Work instructions:
The copy you produce must repeat each record exactly and contain no pictures.

Phrase grounding data
- - - -

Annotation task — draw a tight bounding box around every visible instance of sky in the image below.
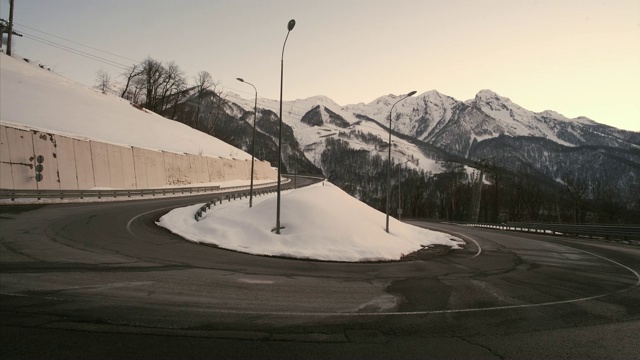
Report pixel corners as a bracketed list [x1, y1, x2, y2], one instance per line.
[1, 0, 638, 131]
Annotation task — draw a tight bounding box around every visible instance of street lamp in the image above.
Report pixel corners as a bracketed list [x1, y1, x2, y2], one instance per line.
[236, 77, 257, 208]
[386, 90, 417, 233]
[275, 19, 296, 234]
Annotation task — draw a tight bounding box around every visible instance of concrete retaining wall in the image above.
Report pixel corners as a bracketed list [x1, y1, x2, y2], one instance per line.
[0, 124, 277, 190]
[0, 125, 14, 189]
[55, 135, 79, 190]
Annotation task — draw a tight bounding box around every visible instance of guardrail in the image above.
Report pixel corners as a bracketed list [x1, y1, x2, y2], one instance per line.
[0, 180, 281, 202]
[194, 188, 279, 221]
[194, 174, 325, 221]
[459, 222, 640, 242]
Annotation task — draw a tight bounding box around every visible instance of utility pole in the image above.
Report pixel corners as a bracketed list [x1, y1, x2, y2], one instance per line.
[6, 0, 14, 56]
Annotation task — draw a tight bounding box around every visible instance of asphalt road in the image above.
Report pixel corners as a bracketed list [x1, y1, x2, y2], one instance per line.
[1, 182, 639, 359]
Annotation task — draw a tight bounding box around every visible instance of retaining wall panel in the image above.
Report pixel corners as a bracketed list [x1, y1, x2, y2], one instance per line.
[177, 153, 191, 185]
[6, 127, 36, 189]
[132, 147, 148, 189]
[152, 150, 166, 188]
[73, 139, 95, 189]
[186, 154, 199, 184]
[197, 155, 209, 183]
[32, 131, 60, 190]
[90, 141, 111, 188]
[120, 146, 137, 189]
[55, 135, 79, 190]
[207, 157, 224, 182]
[106, 144, 125, 189]
[221, 158, 235, 181]
[138, 147, 165, 188]
[164, 152, 188, 186]
[0, 125, 14, 189]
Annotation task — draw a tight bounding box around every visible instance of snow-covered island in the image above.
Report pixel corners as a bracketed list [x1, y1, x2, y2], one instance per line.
[158, 181, 464, 262]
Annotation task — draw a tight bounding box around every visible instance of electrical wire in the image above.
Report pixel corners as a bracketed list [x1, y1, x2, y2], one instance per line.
[14, 22, 140, 63]
[20, 33, 132, 71]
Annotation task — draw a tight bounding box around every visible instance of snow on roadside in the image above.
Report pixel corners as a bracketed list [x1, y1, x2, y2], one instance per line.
[157, 181, 464, 262]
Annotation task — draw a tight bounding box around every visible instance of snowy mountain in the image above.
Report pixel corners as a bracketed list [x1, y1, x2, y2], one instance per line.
[228, 88, 638, 165]
[219, 87, 639, 212]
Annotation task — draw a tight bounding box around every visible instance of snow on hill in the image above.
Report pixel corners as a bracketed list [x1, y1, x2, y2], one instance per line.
[0, 54, 252, 160]
[229, 93, 444, 175]
[226, 82, 638, 180]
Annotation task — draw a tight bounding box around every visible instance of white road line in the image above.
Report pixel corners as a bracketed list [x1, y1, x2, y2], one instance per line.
[409, 222, 482, 259]
[205, 233, 639, 317]
[126, 205, 189, 237]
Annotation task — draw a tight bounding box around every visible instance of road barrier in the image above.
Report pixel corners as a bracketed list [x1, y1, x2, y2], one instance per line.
[194, 188, 280, 221]
[458, 222, 640, 242]
[193, 175, 325, 221]
[0, 181, 281, 202]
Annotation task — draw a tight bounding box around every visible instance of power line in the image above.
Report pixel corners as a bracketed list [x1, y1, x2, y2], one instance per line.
[14, 22, 140, 63]
[21, 33, 131, 71]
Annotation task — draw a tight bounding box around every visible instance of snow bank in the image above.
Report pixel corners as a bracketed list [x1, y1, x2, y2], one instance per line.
[157, 181, 464, 262]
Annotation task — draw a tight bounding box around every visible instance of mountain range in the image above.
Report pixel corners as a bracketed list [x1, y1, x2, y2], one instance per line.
[226, 90, 637, 174]
[168, 86, 640, 221]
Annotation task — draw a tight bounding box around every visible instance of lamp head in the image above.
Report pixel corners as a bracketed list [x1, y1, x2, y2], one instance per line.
[236, 78, 244, 82]
[288, 19, 296, 31]
[407, 90, 417, 97]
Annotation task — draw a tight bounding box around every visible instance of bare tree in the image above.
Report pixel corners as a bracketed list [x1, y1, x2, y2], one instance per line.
[94, 68, 112, 94]
[205, 82, 227, 134]
[156, 61, 185, 113]
[120, 64, 143, 98]
[141, 57, 165, 111]
[194, 71, 214, 96]
[562, 172, 588, 224]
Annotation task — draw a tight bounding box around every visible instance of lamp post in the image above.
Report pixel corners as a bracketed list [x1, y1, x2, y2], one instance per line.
[236, 78, 257, 208]
[386, 90, 417, 233]
[275, 19, 296, 234]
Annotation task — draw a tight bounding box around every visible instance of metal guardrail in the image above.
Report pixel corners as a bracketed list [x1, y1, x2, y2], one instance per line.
[0, 181, 281, 201]
[459, 222, 640, 242]
[194, 175, 325, 221]
[194, 188, 279, 221]
[0, 186, 222, 200]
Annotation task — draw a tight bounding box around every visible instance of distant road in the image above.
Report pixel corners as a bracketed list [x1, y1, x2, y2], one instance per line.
[1, 184, 639, 359]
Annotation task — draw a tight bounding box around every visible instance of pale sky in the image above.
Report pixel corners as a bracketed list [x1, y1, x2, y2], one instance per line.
[1, 0, 639, 131]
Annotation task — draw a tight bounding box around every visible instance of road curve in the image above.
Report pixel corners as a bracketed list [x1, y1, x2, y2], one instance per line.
[1, 188, 639, 359]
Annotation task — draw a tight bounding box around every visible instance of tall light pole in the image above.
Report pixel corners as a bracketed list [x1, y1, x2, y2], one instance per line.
[386, 91, 417, 233]
[275, 19, 296, 234]
[236, 78, 257, 208]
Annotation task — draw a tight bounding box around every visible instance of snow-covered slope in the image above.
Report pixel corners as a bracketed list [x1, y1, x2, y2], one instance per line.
[0, 54, 252, 160]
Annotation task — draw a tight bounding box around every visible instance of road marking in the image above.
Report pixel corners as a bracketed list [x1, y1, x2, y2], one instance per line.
[449, 230, 482, 259]
[126, 205, 189, 237]
[408, 222, 482, 259]
[238, 278, 275, 284]
[200, 237, 639, 317]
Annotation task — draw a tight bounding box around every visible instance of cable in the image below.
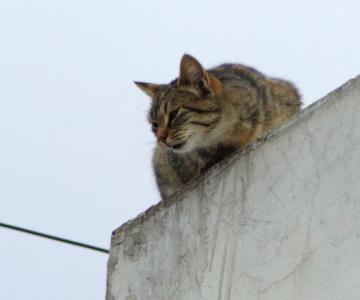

- - - -

Answer:
Annotation task — draw a tight bounding box around every visible instance of sky in the image below.
Report pixel corners as a bracketed list [x1, y1, x2, y2], one instance per line.
[1, 0, 638, 131]
Annotation task — draw a tight bounding box around every visible instance of street lamp in the image above.
Report pixel corners as a bracketed list [x1, y1, x2, y2], one instance per line.
[236, 77, 257, 208]
[386, 90, 417, 233]
[275, 19, 296, 234]
Annotation task — draw a tight bounding box around every visible instance of concrete retaining wall in the image above.
Report pixel corners as a bracketed list [x1, y1, x2, y2], one instance per line.
[0, 124, 277, 190]
[0, 125, 14, 189]
[55, 135, 79, 190]
Annotation task — draw a tight bounding box around every visible instance of guardrail in the image above.
Report pixel corners as a bracketed list [x1, y1, x2, y2], one instance per line.
[0, 180, 281, 202]
[194, 188, 279, 221]
[194, 174, 325, 221]
[459, 222, 640, 242]
Annotation task — draw a tight bounding box around every visible instance of utility pole in the image above.
Report pixel corners as a bracketed list [x1, y1, x2, y2], one instance per line.
[6, 0, 14, 56]
Annotation task — draw a tight bounding box around every visible instance of asphalt road in the image above.
Report pixel corners as a bracketed list [x1, y1, x2, y2], one instance per line.
[1, 182, 639, 359]
Annotation task — draw a tight bounding box around every visible instance of retaining wall panel in the image above.
Report pixel corners as a bracketed list [x1, y1, x2, y2], one instance per line.
[177, 153, 191, 185]
[6, 127, 36, 189]
[132, 147, 148, 189]
[152, 150, 166, 188]
[73, 139, 95, 189]
[186, 154, 199, 184]
[197, 155, 209, 183]
[32, 131, 60, 190]
[90, 141, 111, 188]
[120, 146, 137, 189]
[55, 135, 79, 190]
[207, 157, 224, 182]
[106, 144, 125, 189]
[221, 158, 235, 181]
[138, 147, 165, 188]
[164, 152, 188, 186]
[0, 125, 14, 189]
Annotation task — draw a tight bounding box around every visible instance of snow-covered island in the image above.
Report pixel corners as a bracketed list [x1, y1, x2, y2], one instance per line.
[158, 181, 464, 262]
Annotation task — draw a tight bounding box around every visible instance of electrical wire in the image above.
Report pixel corners as a bracketed list [x1, y1, x2, y2], one instance per line.
[14, 22, 140, 63]
[20, 33, 132, 71]
Annotation task — draw a tight bounding box around every visible instance of snow on roadside in the image above.
Report pixel corners as a bracketed list [x1, y1, x2, y2], one instance per line.
[157, 181, 464, 262]
Annotation task — draw a tight bounding box around every visible instance of snowy mountain in the image above.
Report pixel corners as a bracketed list [x1, y1, x2, y2], one instance per line.
[228, 88, 638, 165]
[219, 87, 639, 212]
Annotation task — draw a tight bounding box around every visible instance of snow on hill in the image above.
Report pixel corners as a bracketed list [x1, y1, x2, y2], one instance per line.
[0, 54, 252, 160]
[229, 93, 444, 175]
[226, 82, 638, 180]
Annotation task — draw a tight bounding box around every visible instance of white road line in the image above.
Report pixel corners as a bracketed list [x1, y1, x2, y2], one instance per line.
[409, 222, 482, 259]
[205, 233, 639, 317]
[126, 205, 189, 237]
Annotation task — draw a tight bounding box around every visible instance of road barrier in the image above.
Report pixel corners as a bracketed list [x1, y1, x2, y2], one instance per line.
[194, 188, 280, 221]
[458, 222, 640, 242]
[193, 175, 325, 221]
[0, 181, 281, 202]
Annotation task — draw a tight bounding box around every visible instance of power line in the image above.
Report pixel corners as a bracketed list [x1, y1, x2, y2], one instance per line.
[14, 22, 140, 63]
[21, 33, 131, 71]
Annotation task — draw a tight bounding box around every visible instance of snow bank in the image above.
Report pixel corners as a bracketed list [x1, y1, x2, y2], one instance per line.
[157, 181, 464, 262]
Annotation task — draw a tight bounding box around every visible instance of mountain range in the image above.
Report pixel corners as a bracketed list [x1, y1, x2, y2], one instance per line.
[226, 90, 637, 174]
[168, 86, 640, 221]
Annotation task — draw a tight bounding box around every visible instance of lamp head in the image above.
Report pixel corners as a bracketed list [x1, y1, x2, y2], one instance per line.
[236, 78, 244, 82]
[288, 19, 296, 31]
[407, 90, 417, 97]
Annotation task — draw a tight bounding box around every visible instance of bare tree in the image above.
Report pixel corners as a bracketed list [x1, y1, x2, y2], one instance per line.
[94, 68, 112, 94]
[205, 82, 227, 134]
[156, 61, 185, 113]
[120, 64, 143, 98]
[141, 57, 165, 111]
[194, 71, 214, 96]
[562, 172, 588, 224]
Annotation task — draw a tight bounding box around every visible instance of lamp post in the image above.
Report pixel corners as a bracketed list [x1, y1, x2, y2], one instance per line.
[236, 78, 257, 208]
[386, 90, 417, 233]
[275, 19, 296, 234]
Annotation task — draw a tight bounding box around every visible instance of metal guardrail in the image above.
Report pixel corners as a bracketed list [x1, y1, x2, y2], one instance per line.
[0, 181, 281, 201]
[459, 222, 640, 242]
[194, 175, 325, 221]
[194, 188, 279, 221]
[0, 186, 222, 200]
Annotation task — draw a tight bounding box around every visible instance of distant road in the image above.
Report pixel corners as a bracketed list [x1, y1, x2, y2], one instance per line.
[1, 184, 639, 359]
Annotation task — draw a tight bounding box around every visible instance of pale sky in the image above.
Report pixel corners as a bracketed list [x1, y1, x2, y2], one instance per line.
[1, 0, 639, 131]
Annotation task — draw a tight bounding box around every visible instance of road curve in the image above.
Report pixel corners as a bracketed list [x1, y1, x2, y2], one instance per line.
[1, 188, 639, 359]
Annotation task — draw a tight bounding box around every visible instance of tall light pole in the image above.
Report pixel corners as a bracketed list [x1, y1, x2, y2], one instance per line.
[386, 91, 417, 233]
[275, 19, 296, 234]
[236, 78, 257, 208]
Annotation task — draw a tight bounding box around every visible instance of snow-covered slope in the image above.
Report pixel corners as a bracketed list [x1, y1, x2, y2], one instance per line.
[0, 54, 252, 160]
Annotation task — draw a tight bounding box around every visible instance of road marking in the image above.
Report pixel corners as a bracketed list [x1, y1, x2, y2], one instance per line.
[449, 230, 482, 259]
[126, 205, 189, 237]
[408, 222, 482, 259]
[238, 278, 275, 284]
[200, 237, 639, 317]
Annotation task — draw a tight bounding box around every visible instance of cable in the image below.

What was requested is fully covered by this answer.